## [Supplied text]
= = =

# IT pre-sales salaries/packages information



## Canlebguy (Apr 5, 2008)

Hi all,

I'm a Montrealer from Lebanese origins and I've been looking around for openings in IT in Dubai (professional level) and I had an interview for a Pre-sales position / Solution design and architecture position for a multinational.

I have no idea what the salaries and packages are for these positions, I would appreciate if someone in the same market can share some info please 
Job requires some traveling around the Middle-East and also to North Africa so one of required skills is to speak French to cover countries like Algeria, Tunisia and Morocco and I have that + 11 years in IT with a few years in Solution Architecture for IT infrastructures. Just FYI, not Microsoft solutions.

Anyone over here working for one of the hardware vendors and can shed the lights on the total package and benefits that you get for such positions please? 

A private msg will do if you don't want to open up in public 

Thanks!


----------



## Azmodeus_WG (Mar 18, 2008)

Check your Pm


----------



## Elphaba (Jan 24, 2008)

Can we please keep as much info on the main board as possible please? That way other people will benefit for information. 

Thank you


----------



## hhhggg (Feb 5, 2008)

we will appreciate if we share more information on public ,for better exchange , and use of facility


----------



## Canlebguy (Apr 5, 2008)

Azmodeus replied to a PM I had sent him regarding his package that he posted here: (wouldn't let me post the url because I don't have more than 4 posts).
His thread is titled "Offer - Is this worth it?"

I will let Azmodeus add to that post. What I can say is that he's more junior with 2-3 years of experience and I have 10+. The companies that interviewed us are very similar but I have more responsibilities in my position.

Basically what I added up is that I shouldn't expect lower than 500-550k AED as a total package.
Salary, Car, Housing, and Schooling. Without calculating the cost of insurance, tickets back home, and relocation.


----------



## Elphaba (Jan 24, 2008)

Hi Canlebguy

Thanks for sharing. 


_


----------



## Azmodeus_WG (Mar 18, 2008)

Hi guys,

sorry for leaving out the information Elphaba  

So, basically I was telling him that the IT industry is not how it used to be 5 years ago where you could go and make 140K/USD a year and having everything paid for; as the influx of skilled workers from India, Pakistan and other countries are coming with great education and very good techinical skills.

= = =

## [Required work]
1. Repeat the part of the salary thread starting at "His thread is" and ending at "home, and relocation.".
2. Sum up the salary thread in two sentences.

## [Listing]
= = =

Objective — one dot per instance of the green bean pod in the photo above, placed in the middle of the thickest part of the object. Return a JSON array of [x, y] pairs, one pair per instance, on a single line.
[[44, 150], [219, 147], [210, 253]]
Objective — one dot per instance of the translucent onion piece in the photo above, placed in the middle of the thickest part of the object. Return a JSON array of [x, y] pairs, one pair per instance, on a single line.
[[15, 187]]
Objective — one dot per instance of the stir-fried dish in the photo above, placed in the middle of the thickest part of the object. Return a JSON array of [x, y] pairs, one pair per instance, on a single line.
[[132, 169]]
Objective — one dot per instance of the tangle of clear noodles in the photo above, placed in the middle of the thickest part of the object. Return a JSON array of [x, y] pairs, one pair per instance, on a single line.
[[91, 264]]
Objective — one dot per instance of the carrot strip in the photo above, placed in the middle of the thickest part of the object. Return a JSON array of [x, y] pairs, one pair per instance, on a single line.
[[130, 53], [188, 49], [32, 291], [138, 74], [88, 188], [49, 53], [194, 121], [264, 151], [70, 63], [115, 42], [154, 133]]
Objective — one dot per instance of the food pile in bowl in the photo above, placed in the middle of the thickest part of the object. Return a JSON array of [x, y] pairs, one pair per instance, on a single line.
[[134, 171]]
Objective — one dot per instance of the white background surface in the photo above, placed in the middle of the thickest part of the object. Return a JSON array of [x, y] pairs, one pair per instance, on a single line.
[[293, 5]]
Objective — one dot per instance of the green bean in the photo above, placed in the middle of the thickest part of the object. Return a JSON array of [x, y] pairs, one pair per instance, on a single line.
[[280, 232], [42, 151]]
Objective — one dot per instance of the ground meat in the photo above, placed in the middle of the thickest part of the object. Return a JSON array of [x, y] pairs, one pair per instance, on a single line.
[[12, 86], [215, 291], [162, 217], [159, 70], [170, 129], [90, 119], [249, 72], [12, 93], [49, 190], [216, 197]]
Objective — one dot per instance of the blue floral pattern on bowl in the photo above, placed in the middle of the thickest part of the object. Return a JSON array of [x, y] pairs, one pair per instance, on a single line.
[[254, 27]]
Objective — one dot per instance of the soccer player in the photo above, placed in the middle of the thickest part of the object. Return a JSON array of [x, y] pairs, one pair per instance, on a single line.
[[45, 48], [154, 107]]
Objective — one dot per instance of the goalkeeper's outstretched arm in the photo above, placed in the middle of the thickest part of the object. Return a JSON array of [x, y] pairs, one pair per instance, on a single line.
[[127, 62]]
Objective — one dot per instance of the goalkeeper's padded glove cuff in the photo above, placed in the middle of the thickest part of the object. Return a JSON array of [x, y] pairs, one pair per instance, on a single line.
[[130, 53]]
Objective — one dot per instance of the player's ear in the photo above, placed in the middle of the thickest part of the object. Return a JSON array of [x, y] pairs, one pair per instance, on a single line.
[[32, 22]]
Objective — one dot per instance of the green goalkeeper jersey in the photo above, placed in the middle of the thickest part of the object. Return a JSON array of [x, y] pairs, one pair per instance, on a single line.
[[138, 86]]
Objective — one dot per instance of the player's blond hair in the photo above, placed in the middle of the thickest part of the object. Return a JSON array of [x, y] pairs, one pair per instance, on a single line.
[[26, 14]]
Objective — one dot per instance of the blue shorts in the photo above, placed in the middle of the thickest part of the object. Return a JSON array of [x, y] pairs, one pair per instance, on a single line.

= = =

## [The answers]
1.
His thread is titled "Offer - Is this worth it?"

I will let Azmodeus add to that post. What I can say is that he's more junior with 2-3 years of experience and I have 10+. The companies that interviewed us are very similar but I have more responsibilities in my position.

Basically what I added up is that I shouldn't expect lower than 500-550k AED as a total package.
Salary, Car, Housing, and Schooling. Without calculating the cost of insurance, tickets back home, and relocation.

2. A Montrealer of Lebanese origin with 11 years in IT asks what salary and benefits to expect for a pre-sales and solution architecture job in Dubai that requires French and travel across the Middle East and North Africa. After exchanging private messages with a more junior member, the poster concludes the total package should be no lower than 500-550k AED, while that member adds that IT pay is not what it was five years ago because of skilled workers arriving from India, Pakistan and other countries.